=== Source data ===
::::

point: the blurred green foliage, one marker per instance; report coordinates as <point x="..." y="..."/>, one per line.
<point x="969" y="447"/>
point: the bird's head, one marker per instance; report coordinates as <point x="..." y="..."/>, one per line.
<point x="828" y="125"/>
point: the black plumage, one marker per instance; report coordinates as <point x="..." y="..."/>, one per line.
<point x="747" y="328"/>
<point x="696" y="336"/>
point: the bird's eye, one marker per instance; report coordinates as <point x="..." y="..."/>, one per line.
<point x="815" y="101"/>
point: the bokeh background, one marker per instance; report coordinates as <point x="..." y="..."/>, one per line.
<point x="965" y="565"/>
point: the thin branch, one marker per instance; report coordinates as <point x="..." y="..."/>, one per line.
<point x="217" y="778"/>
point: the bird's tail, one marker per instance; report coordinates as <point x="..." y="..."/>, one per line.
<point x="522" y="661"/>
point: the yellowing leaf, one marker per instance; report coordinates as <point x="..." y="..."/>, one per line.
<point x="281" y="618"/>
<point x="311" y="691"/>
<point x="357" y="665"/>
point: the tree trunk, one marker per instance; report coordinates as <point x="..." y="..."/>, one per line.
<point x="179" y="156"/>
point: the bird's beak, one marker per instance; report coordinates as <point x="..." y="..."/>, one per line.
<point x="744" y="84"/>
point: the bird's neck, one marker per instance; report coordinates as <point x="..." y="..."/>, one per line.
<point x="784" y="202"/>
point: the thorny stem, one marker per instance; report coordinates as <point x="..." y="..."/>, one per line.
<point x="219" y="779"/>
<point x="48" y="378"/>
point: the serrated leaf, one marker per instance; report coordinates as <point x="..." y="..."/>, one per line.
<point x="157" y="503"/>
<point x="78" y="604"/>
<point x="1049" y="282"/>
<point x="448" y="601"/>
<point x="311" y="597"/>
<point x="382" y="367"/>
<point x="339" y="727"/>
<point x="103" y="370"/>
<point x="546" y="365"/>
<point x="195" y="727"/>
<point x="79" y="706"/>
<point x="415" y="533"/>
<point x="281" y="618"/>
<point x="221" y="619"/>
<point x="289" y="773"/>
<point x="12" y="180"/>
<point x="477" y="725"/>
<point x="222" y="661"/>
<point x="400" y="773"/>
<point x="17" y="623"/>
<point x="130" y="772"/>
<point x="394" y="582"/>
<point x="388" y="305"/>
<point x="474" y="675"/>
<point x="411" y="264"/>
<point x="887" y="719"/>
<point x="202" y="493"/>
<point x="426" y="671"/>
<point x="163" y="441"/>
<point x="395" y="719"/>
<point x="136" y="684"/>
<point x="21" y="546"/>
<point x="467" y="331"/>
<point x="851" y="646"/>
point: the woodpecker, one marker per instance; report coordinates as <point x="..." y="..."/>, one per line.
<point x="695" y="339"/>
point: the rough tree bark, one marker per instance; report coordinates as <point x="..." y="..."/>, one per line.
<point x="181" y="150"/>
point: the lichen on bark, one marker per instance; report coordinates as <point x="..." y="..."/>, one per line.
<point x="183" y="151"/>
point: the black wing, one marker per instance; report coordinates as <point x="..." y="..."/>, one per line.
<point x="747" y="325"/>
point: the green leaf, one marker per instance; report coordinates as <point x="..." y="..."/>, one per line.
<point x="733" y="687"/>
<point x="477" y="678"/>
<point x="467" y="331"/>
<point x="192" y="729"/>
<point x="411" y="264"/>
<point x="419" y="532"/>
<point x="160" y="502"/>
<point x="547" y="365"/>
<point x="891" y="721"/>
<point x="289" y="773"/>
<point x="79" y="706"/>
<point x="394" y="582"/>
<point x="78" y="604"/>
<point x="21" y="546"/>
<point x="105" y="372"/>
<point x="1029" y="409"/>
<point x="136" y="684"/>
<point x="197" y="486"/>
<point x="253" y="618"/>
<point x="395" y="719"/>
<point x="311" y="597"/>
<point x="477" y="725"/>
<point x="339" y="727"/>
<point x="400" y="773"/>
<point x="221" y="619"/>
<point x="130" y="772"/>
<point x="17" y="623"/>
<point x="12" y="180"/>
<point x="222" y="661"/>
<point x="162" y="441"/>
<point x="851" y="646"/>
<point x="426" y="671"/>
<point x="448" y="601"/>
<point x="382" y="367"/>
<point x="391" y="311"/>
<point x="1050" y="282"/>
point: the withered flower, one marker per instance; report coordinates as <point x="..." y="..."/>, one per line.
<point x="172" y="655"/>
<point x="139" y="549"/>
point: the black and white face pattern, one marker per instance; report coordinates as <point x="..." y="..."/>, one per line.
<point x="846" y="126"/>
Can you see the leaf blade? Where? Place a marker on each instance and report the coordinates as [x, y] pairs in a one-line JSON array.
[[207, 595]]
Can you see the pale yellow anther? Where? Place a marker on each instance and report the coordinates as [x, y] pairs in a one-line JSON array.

::::

=== The problem ===
Copy every entry exactly. Leave nothing out.

=== Answer space ===
point: the blurred green foliage, one marker per instance; report coordinates as <point x="..." y="..."/>, one per line.
<point x="969" y="447"/>
point: the bird's head, one marker per instance; report coordinates as <point x="..." y="..."/>, one per line.
<point x="828" y="125"/>
point: the black plumage, one marker per instance; report coordinates as <point x="..." y="..."/>, one per line.
<point x="747" y="328"/>
<point x="696" y="336"/>
point: the bird's eye, one marker per instance; report coordinates as <point x="..." y="..."/>, one per line.
<point x="815" y="101"/>
point: the bokeh background, one marker per instance; report coordinates as <point x="..." y="..."/>, one per line.
<point x="965" y="565"/>
point: the thin branch, one marker per instance; report coordinates as <point x="..." y="..."/>, one per line.
<point x="217" y="778"/>
point: the bird's tail, one marker per instance; report coordinates as <point x="..." y="..."/>, one per line.
<point x="522" y="661"/>
point: the yellowing leaf, one marker per instance; report coordinates as <point x="..." y="..."/>, one per line.
<point x="281" y="618"/>
<point x="311" y="691"/>
<point x="357" y="665"/>
point: the tree trunk, one marker per instance; report coordinates as <point x="..." y="..."/>, one per line.
<point x="179" y="156"/>
point: the bird's beak, one marker per instance; report coordinates as <point x="..." y="..."/>, one per line.
<point x="744" y="84"/>
point: the bird's neck, one marker per instance; report coordinates as <point x="..." y="..."/>, one per line.
<point x="784" y="202"/>
point: the thorny stem, one marker per instance; report coordinates as <point x="..." y="..."/>, one per line.
<point x="219" y="779"/>
<point x="48" y="378"/>
point: the serrated leaf, one marker per instance; report coordinates as <point x="..." y="..."/>, one per line.
<point x="157" y="503"/>
<point x="78" y="604"/>
<point x="1049" y="282"/>
<point x="448" y="601"/>
<point x="311" y="597"/>
<point x="382" y="367"/>
<point x="339" y="727"/>
<point x="103" y="370"/>
<point x="546" y="365"/>
<point x="195" y="727"/>
<point x="79" y="706"/>
<point x="415" y="533"/>
<point x="281" y="618"/>
<point x="221" y="619"/>
<point x="289" y="773"/>
<point x="12" y="180"/>
<point x="477" y="725"/>
<point x="222" y="661"/>
<point x="400" y="773"/>
<point x="17" y="623"/>
<point x="130" y="772"/>
<point x="394" y="582"/>
<point x="388" y="305"/>
<point x="474" y="675"/>
<point x="411" y="264"/>
<point x="887" y="719"/>
<point x="202" y="493"/>
<point x="426" y="671"/>
<point x="163" y="441"/>
<point x="395" y="719"/>
<point x="136" y="684"/>
<point x="21" y="546"/>
<point x="467" y="331"/>
<point x="851" y="646"/>
point: the woodpecker, one marker per instance; report coordinates as <point x="..." y="..."/>, one per line.
<point x="695" y="339"/>
point: the rough tree bark, one marker per instance; report coordinates as <point x="..." y="..."/>, one per line.
<point x="181" y="150"/>
point: the lichen on bark, one marker per instance; report coordinates as <point x="..." y="..."/>, one per line.
<point x="183" y="151"/>
point: the black wing, one marker per instance; report coordinates as <point x="..." y="..."/>, one per line.
<point x="747" y="325"/>
point: the green leaf, one marker per instance; report coordinates as <point x="..." y="..."/>, one per line.
<point x="733" y="687"/>
<point x="477" y="678"/>
<point x="467" y="331"/>
<point x="192" y="729"/>
<point x="411" y="264"/>
<point x="419" y="532"/>
<point x="160" y="502"/>
<point x="547" y="365"/>
<point x="891" y="721"/>
<point x="289" y="773"/>
<point x="79" y="706"/>
<point x="394" y="582"/>
<point x="78" y="604"/>
<point x="21" y="546"/>
<point x="105" y="372"/>
<point x="1029" y="409"/>
<point x="136" y="684"/>
<point x="197" y="486"/>
<point x="253" y="618"/>
<point x="395" y="719"/>
<point x="311" y="597"/>
<point x="477" y="725"/>
<point x="339" y="727"/>
<point x="400" y="773"/>
<point x="221" y="619"/>
<point x="130" y="772"/>
<point x="17" y="623"/>
<point x="12" y="180"/>
<point x="222" y="661"/>
<point x="162" y="441"/>
<point x="851" y="646"/>
<point x="426" y="671"/>
<point x="448" y="601"/>
<point x="382" y="367"/>
<point x="391" y="311"/>
<point x="1050" y="282"/>
point: the withered flower, one marker per instance; report coordinates as <point x="..." y="..."/>, one per line.
<point x="172" y="655"/>
<point x="139" y="549"/>
point: the black and white face pattern, one marker per instance; report coordinates as <point x="..." y="..."/>, one per line.
<point x="846" y="126"/>
Can you see the leaf blade? Where? Place a marker on each instance and report the coordinates as [x, y] pairs in a one-line JSON array.
[[207, 595]]
Can you see the pale yellow anther? Where? Place a marker on each instance and report the coordinates as [x, y] pairs in a one-line JSON array.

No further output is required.